Each line from the one holding "Target: takeaway coffee cup" to the end of the listing below must be given again exactly as it appears.
** Opening RAW DATA block **
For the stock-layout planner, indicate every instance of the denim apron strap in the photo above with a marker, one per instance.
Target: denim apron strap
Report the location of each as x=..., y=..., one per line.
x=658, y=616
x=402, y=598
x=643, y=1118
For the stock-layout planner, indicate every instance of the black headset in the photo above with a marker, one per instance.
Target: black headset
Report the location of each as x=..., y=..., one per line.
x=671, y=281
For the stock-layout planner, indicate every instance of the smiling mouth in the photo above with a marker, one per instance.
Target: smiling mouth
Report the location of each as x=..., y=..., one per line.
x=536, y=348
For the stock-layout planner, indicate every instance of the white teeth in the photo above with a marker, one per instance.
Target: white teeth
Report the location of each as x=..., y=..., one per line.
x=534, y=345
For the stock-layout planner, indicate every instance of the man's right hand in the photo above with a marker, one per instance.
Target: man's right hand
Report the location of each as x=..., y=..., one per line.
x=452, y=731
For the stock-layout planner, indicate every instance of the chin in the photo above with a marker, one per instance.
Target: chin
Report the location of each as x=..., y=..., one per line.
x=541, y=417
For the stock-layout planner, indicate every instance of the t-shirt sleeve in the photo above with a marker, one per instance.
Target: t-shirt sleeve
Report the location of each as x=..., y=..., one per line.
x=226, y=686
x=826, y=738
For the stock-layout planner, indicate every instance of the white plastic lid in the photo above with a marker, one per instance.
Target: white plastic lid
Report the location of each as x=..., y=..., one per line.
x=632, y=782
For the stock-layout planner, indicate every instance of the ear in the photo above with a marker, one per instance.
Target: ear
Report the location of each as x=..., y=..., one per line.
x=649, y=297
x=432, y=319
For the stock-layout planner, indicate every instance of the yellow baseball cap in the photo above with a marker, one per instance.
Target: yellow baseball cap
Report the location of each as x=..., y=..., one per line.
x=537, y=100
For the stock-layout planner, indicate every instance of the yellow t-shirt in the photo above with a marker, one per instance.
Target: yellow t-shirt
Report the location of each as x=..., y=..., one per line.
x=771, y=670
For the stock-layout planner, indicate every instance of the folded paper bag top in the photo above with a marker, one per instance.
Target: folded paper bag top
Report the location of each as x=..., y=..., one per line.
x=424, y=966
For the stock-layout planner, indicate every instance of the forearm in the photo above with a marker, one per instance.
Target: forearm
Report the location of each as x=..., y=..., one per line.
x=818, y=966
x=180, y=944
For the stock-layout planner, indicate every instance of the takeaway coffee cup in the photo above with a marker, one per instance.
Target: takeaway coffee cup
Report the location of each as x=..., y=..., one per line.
** Closing RAW DATA block **
RESULT OF THIS TASK ::
Target: takeaway coffee cup
Report the location of each as x=..., y=..., one per line.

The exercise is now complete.